THE TASK => The finished copy must match the records exactly, except that it contains no pictures.
MATERIAL FOR THIS TASK Block Start
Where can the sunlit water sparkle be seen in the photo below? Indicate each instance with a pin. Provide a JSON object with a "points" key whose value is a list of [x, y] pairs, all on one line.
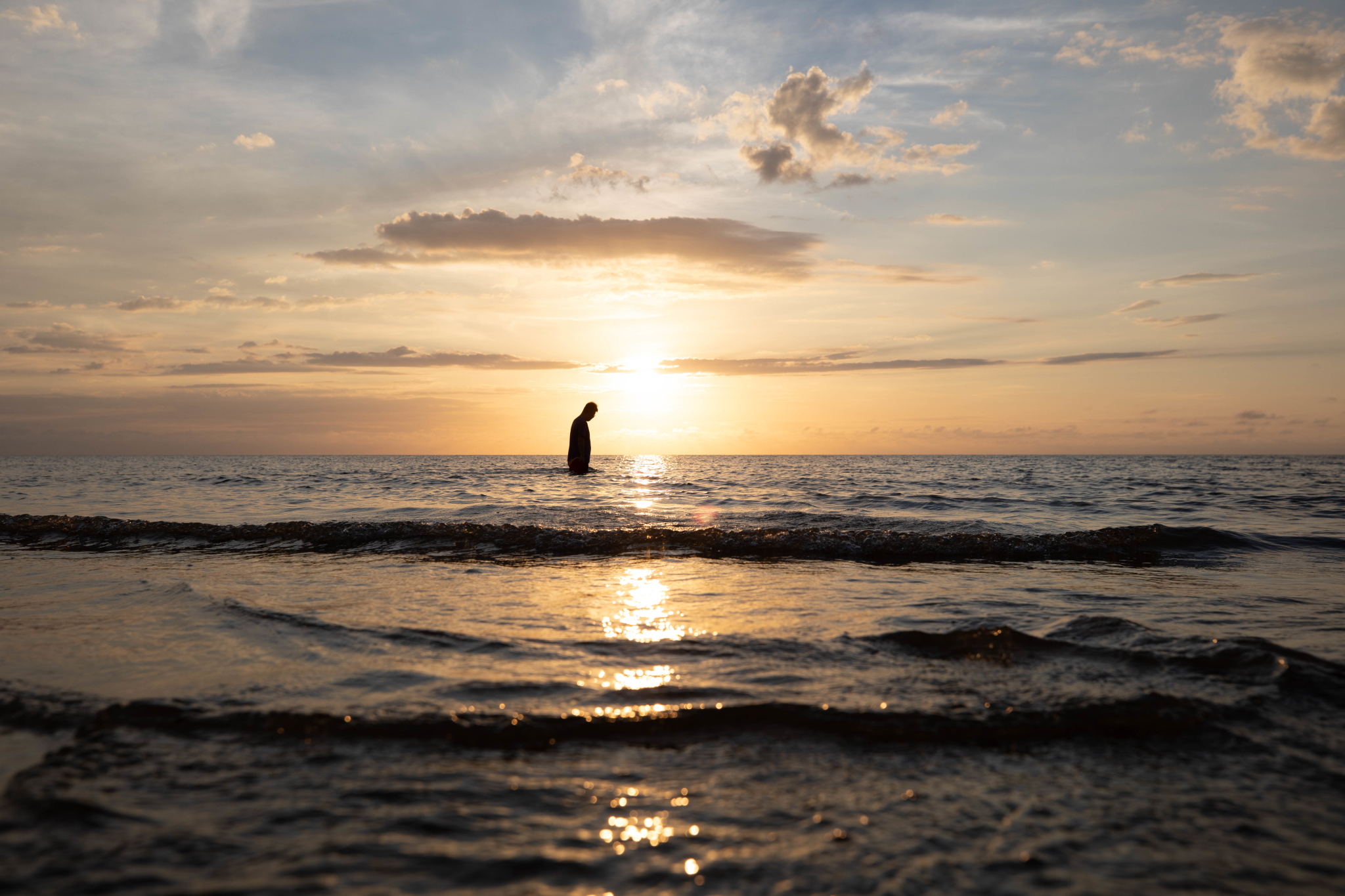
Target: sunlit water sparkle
{"points": [[370, 720]]}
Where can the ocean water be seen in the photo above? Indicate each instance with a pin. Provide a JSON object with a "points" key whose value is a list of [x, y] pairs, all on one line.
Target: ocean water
{"points": [[682, 675]]}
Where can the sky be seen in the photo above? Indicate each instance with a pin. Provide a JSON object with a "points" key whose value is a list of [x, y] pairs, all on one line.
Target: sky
{"points": [[435, 227]]}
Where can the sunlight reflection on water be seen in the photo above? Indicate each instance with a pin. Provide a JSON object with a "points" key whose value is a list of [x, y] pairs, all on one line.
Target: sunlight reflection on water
{"points": [[642, 612]]}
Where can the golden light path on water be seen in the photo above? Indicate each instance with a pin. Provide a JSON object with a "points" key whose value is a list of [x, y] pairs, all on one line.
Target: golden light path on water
{"points": [[646, 471], [642, 614]]}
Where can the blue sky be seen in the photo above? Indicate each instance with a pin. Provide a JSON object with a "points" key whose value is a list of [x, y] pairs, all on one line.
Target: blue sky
{"points": [[740, 227]]}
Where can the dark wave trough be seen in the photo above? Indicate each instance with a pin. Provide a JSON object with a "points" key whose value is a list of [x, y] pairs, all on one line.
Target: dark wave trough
{"points": [[1132, 543]]}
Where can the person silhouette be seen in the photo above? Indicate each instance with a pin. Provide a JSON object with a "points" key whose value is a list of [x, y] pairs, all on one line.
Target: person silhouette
{"points": [[581, 449]]}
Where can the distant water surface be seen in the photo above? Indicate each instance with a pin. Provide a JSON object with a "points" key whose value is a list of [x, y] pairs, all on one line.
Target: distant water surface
{"points": [[673, 675]]}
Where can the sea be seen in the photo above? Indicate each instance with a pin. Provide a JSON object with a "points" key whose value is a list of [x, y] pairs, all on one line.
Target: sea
{"points": [[673, 675]]}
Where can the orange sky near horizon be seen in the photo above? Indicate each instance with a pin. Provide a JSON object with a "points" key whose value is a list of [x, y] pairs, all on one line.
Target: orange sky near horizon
{"points": [[271, 227]]}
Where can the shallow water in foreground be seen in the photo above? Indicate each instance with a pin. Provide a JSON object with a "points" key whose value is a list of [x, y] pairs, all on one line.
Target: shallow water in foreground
{"points": [[192, 711]]}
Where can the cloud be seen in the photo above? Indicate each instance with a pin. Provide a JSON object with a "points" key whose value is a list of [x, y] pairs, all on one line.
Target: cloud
{"points": [[241, 366], [221, 22], [759, 366], [1195, 280], [276, 343], [1134, 307], [1179, 322], [958, 221], [491, 236], [900, 273], [1136, 135], [47, 250], [596, 177], [257, 141], [1005, 320], [38, 19], [671, 95], [151, 304], [64, 337], [256, 301], [787, 139], [403, 356], [1279, 65], [849, 179], [1106, 356], [951, 114]]}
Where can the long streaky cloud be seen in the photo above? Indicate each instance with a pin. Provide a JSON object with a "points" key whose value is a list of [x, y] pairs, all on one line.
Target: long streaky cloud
{"points": [[758, 366], [1137, 307], [491, 236], [403, 356], [1196, 280], [1107, 356], [1185, 320]]}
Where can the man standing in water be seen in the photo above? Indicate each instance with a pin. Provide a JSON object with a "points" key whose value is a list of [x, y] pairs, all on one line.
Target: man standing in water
{"points": [[580, 445]]}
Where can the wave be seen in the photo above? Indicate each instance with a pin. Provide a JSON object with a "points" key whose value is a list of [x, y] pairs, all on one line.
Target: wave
{"points": [[1132, 543], [1119, 643], [1146, 715]]}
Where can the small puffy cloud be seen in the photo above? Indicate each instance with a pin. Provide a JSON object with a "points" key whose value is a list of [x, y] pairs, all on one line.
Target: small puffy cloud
{"points": [[598, 175], [64, 337], [951, 114], [1107, 356], [958, 221], [491, 236], [1179, 322], [849, 179], [39, 19], [671, 95], [759, 366], [1136, 135], [257, 141], [1196, 280], [1137, 307], [1278, 65], [404, 356], [789, 137]]}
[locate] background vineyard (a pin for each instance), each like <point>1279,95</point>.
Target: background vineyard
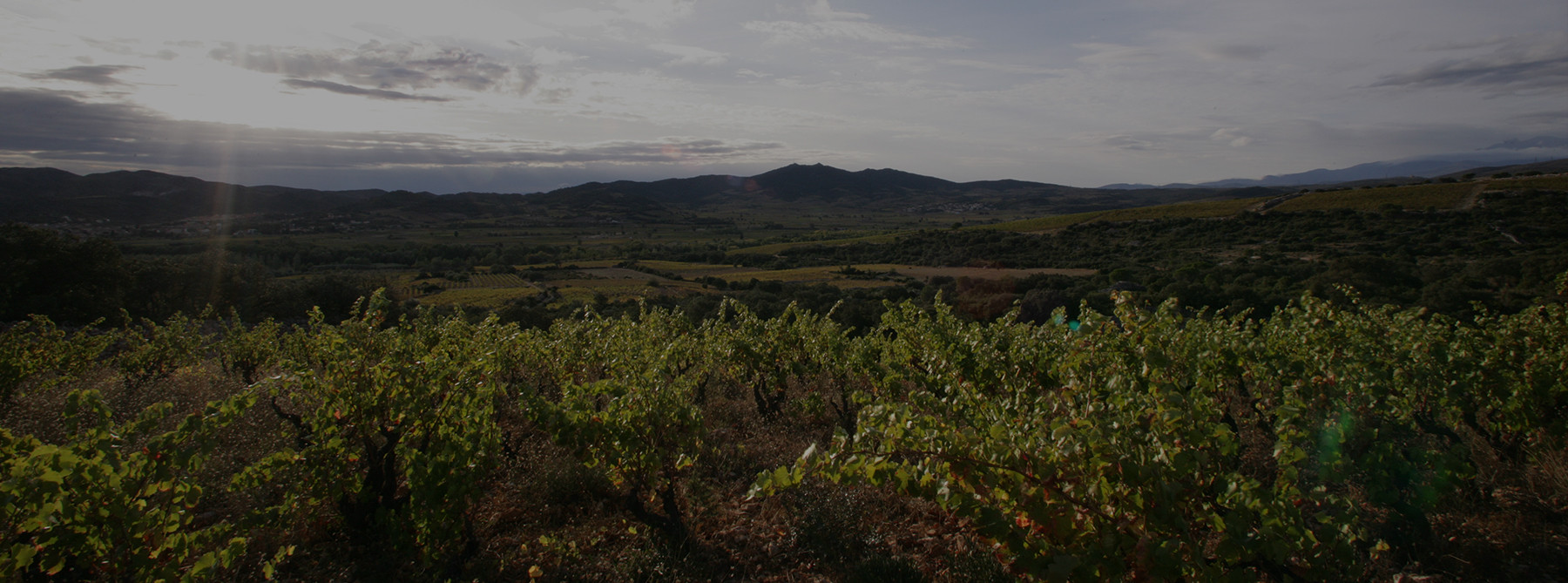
<point>1328,441</point>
MATERIAL FOR THIS TASK Block End
SOLVED PROBLEM =>
Where can the sunlit water sparkle be seen in the photo below? Indicate each instance with a pin. Provide a JSON object with a "points" key whose value is a list of [x, y] pairs, all on one line.
Target: sunlit water sparkle
{"points": [[370, 720]]}
Where can the ocean water be seen in the photo above? Indicate each instance with a pin. Provide a JSON object with a "points" key whose value is a list of [x, y] pairs, all on one line.
Target: ocean water
{"points": [[682, 675]]}
Where can the sky be seen in the photo above? Indicate each instance with a pin. Provide a JSON object with a "points" key whose value is a list of [x, y] pairs, all on one line.
Target: sky
{"points": [[435, 227]]}
Where can the sunlight reflection on water be seen in the photo above? Indicate each instance with a pin. Provide a JSON object with a "points" key whose value is a list of [x, y] pairs, all on one line.
Target: sunlight reflection on water
{"points": [[642, 612]]}
Where can the golden light path on water be seen in the photo above? Indicate each instance with a pin. Provide a JSON object with a "points" key whose value is a list of [x, y] pairs, all on one line.
Target: golden light path on water
{"points": [[646, 471], [642, 614]]}
Where can the blue sky be seen in the photo above? Indicate each instance with a pin. Provide a JSON object with a "points" key whose value is a list of [x, y] pairs, all on one line.
Target: blue sky
{"points": [[740, 227]]}
Where can the dark wave trough be seen in the photo above? Indicate each instance with a pin. Provide a JSON object with a "points" key whose value is a list of [x, y] pairs, all on one line.
Target: dark wave trough
{"points": [[1132, 543]]}
Where can the person silhouette be seen in the photo above? Indicate each instance with a pin. Provide a JSON object with a "points" key whose value is a list of [x, y] pairs, all on one line.
Target: person silhouette
{"points": [[581, 449]]}
Where can the distant water surface be seen in the photo above? Indicate each instance with a pin. Provide a JSON object with a "points" key whose value is a list of [x, y] pairs, all on one line.
Target: distant water surface
{"points": [[673, 675]]}
Where can the sea be seen in the photo above? Indicate each instance with a pin. Provide a JSON object with a "points" key whose value is a list of [x, y] pairs, all on one line.
Target: sea
{"points": [[673, 675]]}
Where can the orange sky near horizon be seen in the photo above? Indicate each instance with a pin. Provide a JSON object with a "points" key whose value is a list of [x, y] pairs, all on one line.
Target: orange sky near horizon
{"points": [[271, 227]]}
Where can the shallow water in foreground be seen in the photo above? Indicate each instance with a pin. Provide a JSON object with a "points" key whose value is a list of [x, y] pairs, all on one line.
Target: shallow water in foreground
{"points": [[192, 711]]}
Where can the cloud be seen in the photo above? Indicate each instance with a pin. Provide a JSON object with a "points" key whose value is a list of [x, y] pairs, all on one line.
Target: cloud
{"points": [[241, 366], [221, 22], [759, 366], [1195, 280], [276, 343], [1134, 307], [1179, 322], [958, 221], [491, 236], [900, 273], [1136, 135], [47, 250], [596, 177], [257, 141], [1005, 320], [38, 19], [671, 95], [151, 304], [64, 337], [256, 301], [787, 139], [403, 356], [1279, 65], [849, 179], [1106, 356], [951, 114]]}
Where can the long streaky cloud be seen in the photo above? Indicate each instance with a pin. Provide a JSON object with a "points" key whose value is a list of [x, y] pairs, all on one line.
Target: long streaky cloud
{"points": [[758, 366], [1137, 307], [491, 236], [403, 356], [1196, 280], [1107, 356], [1185, 320]]}
Where can the man standing in water be seen in the photo above? Indicate each instance with a pin. Provide a JSON object with a "points" key whose value is a list of [x, y] pairs, all on one line.
Target: man standing in water
{"points": [[580, 445]]}
Where can the wave be seen in the photo above? Indicate each instance with a pin. Provide a JSON object with a "points" key whose value is a list of [x, y] pairs, all on one line.
Target: wave
{"points": [[1132, 543], [1119, 643], [1146, 715]]}
Where can the small puffy cloud be seen in the photo above? Indicate each instance with a pin. Provide a JSON object with a "points" key whose value is a list of [x, y] pairs, all on one line.
Target: small puffy cloud
{"points": [[598, 175], [64, 337], [951, 114], [1107, 356], [958, 221], [491, 236], [1179, 322], [849, 179], [39, 19], [671, 95], [759, 366], [1136, 135], [257, 141], [1196, 280], [1137, 307], [1278, 65], [404, 356], [789, 137]]}
[locate] background vineyard (a pin for each instance), each like <point>1279,95</point>.
Target: background vineyard
<point>1328,441</point>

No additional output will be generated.